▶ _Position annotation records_
## start
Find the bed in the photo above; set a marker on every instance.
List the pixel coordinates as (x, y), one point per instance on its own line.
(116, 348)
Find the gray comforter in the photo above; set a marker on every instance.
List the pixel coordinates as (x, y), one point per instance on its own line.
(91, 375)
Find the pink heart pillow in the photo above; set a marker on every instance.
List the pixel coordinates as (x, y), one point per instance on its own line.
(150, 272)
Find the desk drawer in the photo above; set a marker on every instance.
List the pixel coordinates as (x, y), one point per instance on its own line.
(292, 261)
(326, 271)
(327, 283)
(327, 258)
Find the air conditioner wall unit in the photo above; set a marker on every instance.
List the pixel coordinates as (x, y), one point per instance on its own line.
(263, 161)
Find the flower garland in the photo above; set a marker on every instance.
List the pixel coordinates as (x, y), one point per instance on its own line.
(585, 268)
## end
## start
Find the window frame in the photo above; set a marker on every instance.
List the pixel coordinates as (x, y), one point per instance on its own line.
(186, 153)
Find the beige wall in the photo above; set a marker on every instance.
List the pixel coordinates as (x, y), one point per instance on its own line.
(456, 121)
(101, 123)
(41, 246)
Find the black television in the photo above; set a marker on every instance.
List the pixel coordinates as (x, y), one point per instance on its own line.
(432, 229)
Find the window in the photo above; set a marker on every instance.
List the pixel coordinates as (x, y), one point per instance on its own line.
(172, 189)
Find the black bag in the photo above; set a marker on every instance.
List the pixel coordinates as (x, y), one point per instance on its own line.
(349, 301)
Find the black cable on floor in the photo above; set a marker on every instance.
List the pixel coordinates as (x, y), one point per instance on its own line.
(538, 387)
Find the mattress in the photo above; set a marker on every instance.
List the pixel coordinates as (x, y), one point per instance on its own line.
## end
▶ _Task brief_
Locate every line in the data above that contains the word "wall" and copy each of those lines in full.

▶ _Solution to this problem_
Find the air conditioner wall unit in the photo above; set a marker on every instance.
Find the beige wall in the photo above; set a marker on every instance.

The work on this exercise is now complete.